(A run of records)
================
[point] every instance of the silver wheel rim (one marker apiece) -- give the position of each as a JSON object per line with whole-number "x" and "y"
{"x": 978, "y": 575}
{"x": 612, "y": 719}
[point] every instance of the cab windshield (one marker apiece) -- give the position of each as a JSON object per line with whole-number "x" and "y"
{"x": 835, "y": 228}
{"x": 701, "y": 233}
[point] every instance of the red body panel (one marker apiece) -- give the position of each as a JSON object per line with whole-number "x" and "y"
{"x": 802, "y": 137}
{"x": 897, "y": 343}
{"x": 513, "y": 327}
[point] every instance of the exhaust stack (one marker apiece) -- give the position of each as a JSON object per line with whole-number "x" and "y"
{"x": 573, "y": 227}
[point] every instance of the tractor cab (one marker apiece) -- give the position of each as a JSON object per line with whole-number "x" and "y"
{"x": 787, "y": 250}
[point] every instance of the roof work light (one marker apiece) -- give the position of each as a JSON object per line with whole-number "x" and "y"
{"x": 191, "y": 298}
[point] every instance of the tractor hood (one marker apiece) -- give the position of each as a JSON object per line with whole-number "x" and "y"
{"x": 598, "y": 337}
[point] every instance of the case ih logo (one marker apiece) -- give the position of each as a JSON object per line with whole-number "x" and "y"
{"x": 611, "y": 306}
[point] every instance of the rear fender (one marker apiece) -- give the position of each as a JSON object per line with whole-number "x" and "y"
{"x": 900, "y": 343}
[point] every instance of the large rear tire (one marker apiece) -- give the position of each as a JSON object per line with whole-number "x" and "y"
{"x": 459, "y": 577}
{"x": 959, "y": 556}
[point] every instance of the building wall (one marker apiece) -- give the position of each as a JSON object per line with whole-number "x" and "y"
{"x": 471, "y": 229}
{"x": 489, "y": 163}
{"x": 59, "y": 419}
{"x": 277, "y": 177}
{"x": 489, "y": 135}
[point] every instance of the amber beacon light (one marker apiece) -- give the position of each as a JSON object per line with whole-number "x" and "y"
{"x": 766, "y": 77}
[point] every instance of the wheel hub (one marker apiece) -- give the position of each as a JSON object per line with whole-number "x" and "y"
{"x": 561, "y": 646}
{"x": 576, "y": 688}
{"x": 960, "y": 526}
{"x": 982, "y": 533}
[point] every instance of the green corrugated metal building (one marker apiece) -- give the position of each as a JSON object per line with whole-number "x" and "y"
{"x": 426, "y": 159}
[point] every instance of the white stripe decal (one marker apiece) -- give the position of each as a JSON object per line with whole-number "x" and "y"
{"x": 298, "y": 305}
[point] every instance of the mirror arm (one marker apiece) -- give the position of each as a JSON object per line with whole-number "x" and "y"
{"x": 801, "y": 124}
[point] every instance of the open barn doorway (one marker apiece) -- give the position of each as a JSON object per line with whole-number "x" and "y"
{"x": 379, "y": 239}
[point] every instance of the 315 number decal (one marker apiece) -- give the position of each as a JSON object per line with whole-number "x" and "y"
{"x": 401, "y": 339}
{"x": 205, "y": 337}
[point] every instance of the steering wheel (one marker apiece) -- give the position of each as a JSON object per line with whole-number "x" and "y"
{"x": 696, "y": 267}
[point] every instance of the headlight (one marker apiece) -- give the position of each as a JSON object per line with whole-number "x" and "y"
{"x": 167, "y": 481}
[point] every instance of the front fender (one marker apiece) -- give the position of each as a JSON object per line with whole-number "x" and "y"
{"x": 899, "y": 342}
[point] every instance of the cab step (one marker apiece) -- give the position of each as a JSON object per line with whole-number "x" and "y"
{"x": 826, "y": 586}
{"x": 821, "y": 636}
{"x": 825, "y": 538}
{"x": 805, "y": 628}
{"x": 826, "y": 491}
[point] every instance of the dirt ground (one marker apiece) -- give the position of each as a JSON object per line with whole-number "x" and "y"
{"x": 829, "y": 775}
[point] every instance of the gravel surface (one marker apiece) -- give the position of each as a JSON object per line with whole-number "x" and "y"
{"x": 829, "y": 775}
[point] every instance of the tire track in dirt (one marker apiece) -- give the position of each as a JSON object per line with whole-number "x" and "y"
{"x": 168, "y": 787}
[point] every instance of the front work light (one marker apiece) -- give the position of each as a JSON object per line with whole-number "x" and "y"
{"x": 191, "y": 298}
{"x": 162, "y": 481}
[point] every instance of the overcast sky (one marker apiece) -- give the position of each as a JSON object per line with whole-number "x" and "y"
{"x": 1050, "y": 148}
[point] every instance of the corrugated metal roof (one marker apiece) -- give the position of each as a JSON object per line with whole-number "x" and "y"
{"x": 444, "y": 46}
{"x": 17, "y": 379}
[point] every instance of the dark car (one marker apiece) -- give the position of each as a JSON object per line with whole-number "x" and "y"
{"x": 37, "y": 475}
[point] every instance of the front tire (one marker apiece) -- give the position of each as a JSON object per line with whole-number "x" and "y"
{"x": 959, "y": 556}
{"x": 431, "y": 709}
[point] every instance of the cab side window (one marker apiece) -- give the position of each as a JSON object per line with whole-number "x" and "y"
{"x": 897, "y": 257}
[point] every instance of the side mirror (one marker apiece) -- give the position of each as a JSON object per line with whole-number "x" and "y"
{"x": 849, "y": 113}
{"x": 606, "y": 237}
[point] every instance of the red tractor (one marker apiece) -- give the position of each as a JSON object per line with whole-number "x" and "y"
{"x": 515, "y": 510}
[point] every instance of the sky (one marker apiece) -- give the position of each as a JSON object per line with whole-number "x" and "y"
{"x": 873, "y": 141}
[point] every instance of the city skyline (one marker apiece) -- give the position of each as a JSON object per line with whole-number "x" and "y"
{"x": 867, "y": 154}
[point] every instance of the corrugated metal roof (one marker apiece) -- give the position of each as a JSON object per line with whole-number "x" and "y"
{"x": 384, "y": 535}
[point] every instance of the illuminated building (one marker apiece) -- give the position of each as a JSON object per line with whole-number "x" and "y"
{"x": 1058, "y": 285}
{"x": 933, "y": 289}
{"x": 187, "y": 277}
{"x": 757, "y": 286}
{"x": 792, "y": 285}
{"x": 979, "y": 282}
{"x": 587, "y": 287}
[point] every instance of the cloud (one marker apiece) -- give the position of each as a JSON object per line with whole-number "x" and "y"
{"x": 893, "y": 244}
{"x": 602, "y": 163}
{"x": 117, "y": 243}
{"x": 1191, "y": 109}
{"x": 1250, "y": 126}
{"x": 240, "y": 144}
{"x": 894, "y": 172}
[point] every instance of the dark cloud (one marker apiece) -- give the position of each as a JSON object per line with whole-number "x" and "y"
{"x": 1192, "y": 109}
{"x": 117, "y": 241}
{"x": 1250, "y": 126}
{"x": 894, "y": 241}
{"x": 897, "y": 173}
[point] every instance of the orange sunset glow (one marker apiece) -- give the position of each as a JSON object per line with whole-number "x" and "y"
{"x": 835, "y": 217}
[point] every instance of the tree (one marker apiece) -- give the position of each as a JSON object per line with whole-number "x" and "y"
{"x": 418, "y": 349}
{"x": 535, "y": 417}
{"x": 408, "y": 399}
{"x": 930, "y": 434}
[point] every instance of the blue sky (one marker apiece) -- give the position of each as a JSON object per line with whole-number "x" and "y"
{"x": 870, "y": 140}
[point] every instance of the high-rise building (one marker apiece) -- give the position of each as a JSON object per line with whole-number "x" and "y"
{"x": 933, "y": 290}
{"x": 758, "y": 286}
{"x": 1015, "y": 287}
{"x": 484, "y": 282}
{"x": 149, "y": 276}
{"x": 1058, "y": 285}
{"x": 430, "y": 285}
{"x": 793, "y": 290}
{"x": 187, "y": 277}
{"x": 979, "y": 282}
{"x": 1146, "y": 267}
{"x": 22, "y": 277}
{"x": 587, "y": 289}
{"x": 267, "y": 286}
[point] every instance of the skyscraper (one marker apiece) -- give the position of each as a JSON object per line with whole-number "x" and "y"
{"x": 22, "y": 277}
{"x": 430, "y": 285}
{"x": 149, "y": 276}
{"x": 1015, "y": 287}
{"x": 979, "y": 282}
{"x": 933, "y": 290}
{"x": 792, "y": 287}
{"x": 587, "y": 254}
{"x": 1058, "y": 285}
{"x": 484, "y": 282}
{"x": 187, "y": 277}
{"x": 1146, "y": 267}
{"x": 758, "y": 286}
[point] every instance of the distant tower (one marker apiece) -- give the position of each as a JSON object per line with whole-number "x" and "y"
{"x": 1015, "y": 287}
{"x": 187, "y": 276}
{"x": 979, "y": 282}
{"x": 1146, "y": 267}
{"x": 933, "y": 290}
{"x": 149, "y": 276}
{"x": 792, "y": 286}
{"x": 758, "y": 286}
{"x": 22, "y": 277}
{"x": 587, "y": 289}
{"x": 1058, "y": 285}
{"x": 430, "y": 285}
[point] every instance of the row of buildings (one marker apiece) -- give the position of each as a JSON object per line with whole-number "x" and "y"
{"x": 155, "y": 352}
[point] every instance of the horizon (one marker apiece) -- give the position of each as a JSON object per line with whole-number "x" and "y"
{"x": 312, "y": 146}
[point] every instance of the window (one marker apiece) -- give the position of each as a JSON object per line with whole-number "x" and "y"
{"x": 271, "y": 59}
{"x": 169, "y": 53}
================
Find the line that contains "[point] every instance of the skyscraper" in the listing above. Retype it and every line after it up to the last, exactly, and nothing else.

§ **RESULT OF THIS EXERCISE**:
[point] every instance of the skyscraper (one marker apiece) -- give the position of each as a JSON object per line with whole-number "x" and "y"
{"x": 22, "y": 277}
{"x": 430, "y": 285}
{"x": 149, "y": 276}
{"x": 1015, "y": 287}
{"x": 979, "y": 282}
{"x": 933, "y": 290}
{"x": 792, "y": 287}
{"x": 587, "y": 254}
{"x": 1058, "y": 285}
{"x": 484, "y": 282}
{"x": 187, "y": 277}
{"x": 1146, "y": 267}
{"x": 758, "y": 286}
[point] every instance of the distant tower (one marker apiece) -- give the position of each as a JSON object per line with whole-number "x" and "y"
{"x": 1015, "y": 287}
{"x": 187, "y": 276}
{"x": 979, "y": 282}
{"x": 1146, "y": 267}
{"x": 933, "y": 290}
{"x": 149, "y": 276}
{"x": 792, "y": 286}
{"x": 758, "y": 286}
{"x": 22, "y": 277}
{"x": 587, "y": 289}
{"x": 1058, "y": 285}
{"x": 430, "y": 285}
[point] every instance of the row of buildings (one marker apiece) -- give the position of each as a JSON object per line with whole-number "x" and "y"
{"x": 155, "y": 352}
[point] every instance of the horizon (one marker apiece) -- give the position of each as a JSON object per line with whole-number "x" and "y"
{"x": 312, "y": 146}
[point] every instance of the window (one marker apiece) -- give the position of each as a JSON object per line with whole-number "x" and "y"
{"x": 271, "y": 59}
{"x": 169, "y": 53}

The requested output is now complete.